[Input for this task — start]
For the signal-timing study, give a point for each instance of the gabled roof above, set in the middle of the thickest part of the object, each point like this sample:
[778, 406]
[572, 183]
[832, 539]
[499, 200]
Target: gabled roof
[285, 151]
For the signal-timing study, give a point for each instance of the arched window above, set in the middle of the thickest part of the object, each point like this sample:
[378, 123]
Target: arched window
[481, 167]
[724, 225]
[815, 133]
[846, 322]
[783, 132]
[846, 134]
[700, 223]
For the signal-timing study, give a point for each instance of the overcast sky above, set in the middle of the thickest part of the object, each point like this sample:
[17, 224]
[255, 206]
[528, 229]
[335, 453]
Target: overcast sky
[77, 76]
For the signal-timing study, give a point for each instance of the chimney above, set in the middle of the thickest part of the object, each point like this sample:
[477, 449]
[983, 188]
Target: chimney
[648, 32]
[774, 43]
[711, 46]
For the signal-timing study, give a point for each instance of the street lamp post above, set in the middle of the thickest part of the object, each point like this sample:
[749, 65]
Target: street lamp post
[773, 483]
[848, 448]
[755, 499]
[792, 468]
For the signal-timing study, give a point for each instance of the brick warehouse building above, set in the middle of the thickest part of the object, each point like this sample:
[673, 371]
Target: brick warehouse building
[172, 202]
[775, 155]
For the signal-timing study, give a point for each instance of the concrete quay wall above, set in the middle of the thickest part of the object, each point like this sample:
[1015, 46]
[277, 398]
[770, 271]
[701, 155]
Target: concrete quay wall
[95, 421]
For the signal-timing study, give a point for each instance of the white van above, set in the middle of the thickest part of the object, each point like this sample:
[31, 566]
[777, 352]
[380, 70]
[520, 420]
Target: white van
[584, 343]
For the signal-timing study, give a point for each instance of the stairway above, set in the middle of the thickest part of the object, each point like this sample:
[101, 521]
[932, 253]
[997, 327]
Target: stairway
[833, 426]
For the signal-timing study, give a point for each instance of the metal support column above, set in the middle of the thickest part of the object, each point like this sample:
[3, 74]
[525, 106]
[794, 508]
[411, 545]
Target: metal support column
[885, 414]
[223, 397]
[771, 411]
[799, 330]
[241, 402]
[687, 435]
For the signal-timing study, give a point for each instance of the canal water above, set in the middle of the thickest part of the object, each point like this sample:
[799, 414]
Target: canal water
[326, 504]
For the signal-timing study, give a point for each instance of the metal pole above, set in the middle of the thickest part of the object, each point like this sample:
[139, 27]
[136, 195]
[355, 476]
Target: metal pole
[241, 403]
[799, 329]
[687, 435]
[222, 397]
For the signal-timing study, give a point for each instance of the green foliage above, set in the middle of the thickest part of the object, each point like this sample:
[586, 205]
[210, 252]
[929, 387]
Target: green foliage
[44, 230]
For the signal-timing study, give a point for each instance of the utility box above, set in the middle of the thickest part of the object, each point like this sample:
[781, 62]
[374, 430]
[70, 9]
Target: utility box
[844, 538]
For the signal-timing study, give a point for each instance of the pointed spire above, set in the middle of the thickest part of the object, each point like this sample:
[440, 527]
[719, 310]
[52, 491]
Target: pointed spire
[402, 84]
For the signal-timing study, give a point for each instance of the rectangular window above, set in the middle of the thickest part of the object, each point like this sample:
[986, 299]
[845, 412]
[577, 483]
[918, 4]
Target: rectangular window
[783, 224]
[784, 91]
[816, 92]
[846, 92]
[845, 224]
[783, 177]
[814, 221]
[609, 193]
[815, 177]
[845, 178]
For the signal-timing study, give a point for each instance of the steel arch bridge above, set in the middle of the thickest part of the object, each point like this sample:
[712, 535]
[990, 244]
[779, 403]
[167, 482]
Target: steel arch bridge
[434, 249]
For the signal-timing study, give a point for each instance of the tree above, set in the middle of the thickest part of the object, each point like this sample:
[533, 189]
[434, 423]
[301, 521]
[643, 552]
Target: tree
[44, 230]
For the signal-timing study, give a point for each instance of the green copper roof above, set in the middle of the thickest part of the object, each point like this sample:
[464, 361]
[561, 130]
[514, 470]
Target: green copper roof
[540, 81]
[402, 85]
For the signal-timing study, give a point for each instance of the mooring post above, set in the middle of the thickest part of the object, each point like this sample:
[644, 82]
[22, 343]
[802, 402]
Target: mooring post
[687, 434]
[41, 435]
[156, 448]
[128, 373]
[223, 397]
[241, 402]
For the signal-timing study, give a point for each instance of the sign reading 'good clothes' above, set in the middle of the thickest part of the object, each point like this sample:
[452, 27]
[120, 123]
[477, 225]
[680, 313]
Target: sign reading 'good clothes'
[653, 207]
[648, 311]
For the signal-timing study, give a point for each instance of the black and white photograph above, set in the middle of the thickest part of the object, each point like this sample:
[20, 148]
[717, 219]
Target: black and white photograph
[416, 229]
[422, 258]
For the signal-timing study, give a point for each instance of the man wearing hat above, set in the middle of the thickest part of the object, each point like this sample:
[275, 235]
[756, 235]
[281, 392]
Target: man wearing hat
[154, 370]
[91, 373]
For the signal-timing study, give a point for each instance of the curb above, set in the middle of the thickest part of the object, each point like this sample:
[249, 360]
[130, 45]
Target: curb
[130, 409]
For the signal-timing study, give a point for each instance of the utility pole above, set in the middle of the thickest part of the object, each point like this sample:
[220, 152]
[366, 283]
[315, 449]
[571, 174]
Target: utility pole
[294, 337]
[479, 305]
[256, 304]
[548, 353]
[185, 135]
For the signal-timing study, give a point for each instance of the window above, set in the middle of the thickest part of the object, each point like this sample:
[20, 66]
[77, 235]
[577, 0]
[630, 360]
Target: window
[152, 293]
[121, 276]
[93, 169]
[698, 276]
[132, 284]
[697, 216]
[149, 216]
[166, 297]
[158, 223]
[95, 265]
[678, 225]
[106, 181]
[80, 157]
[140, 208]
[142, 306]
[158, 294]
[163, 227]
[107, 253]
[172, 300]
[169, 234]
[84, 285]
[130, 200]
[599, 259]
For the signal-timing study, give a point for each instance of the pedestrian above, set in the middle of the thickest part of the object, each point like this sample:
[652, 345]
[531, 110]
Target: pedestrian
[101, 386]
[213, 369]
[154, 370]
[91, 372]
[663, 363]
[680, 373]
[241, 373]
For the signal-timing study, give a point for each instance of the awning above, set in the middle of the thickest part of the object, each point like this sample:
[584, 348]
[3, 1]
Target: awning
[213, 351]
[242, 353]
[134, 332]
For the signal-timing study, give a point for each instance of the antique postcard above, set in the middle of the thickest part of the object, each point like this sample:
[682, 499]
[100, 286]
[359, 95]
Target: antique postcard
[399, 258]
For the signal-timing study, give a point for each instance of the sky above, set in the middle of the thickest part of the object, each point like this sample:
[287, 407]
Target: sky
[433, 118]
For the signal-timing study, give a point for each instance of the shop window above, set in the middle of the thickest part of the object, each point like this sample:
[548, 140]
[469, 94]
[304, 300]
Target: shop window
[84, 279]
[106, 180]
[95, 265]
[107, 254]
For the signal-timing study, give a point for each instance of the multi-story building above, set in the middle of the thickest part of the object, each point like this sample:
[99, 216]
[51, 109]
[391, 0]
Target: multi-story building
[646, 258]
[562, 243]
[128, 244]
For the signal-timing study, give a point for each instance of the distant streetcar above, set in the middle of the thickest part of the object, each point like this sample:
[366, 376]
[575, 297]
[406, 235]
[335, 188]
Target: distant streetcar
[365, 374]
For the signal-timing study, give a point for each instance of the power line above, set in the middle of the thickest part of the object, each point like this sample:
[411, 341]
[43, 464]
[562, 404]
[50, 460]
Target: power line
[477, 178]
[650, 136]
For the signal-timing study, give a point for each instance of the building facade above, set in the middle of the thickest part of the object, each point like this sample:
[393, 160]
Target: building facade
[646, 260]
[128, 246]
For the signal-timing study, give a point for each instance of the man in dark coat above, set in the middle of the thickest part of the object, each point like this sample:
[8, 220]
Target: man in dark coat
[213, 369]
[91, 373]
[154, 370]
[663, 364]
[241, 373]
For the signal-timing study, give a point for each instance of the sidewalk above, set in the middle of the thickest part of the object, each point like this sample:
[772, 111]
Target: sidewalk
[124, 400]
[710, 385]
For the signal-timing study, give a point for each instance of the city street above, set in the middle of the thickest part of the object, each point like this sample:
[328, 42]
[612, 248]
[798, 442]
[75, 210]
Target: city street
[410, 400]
[Input for this task — finish]
__Required work__
From the data above, reproduce word for word the lines running from the line with "instance of the sky" to the line with "of the power", ends included.

__Output below__
For the signal-timing study, give a point for each instance of the sky above, set in the middle of the thickest part of the object, each point like this sample:
[287, 407]
Target: sky
[433, 118]
For the signal-timing study, give a point for each instance of the shop window above, set in the middle of the thickest part of the object, each point like this sample:
[548, 140]
[469, 94]
[304, 300]
Target: shop window
[84, 279]
[106, 180]
[95, 265]
[107, 254]
For the signal-timing study, give a point for each instance of the multi-story building above, set in the middle of the thickest part of the object, each point like this sample:
[99, 216]
[51, 109]
[391, 0]
Target: multi-story building
[646, 258]
[562, 243]
[128, 244]
For the signal-timing study, give a point for each instance of the distant streetcar above, set in the middle of the thickest part of the object, each point like this sample:
[366, 376]
[575, 297]
[406, 235]
[335, 188]
Target: distant streetcar
[365, 374]
For the signal-timing study, give a point for each instance of the power line above, set in the middle of the thickest part of the object, each point like this sample:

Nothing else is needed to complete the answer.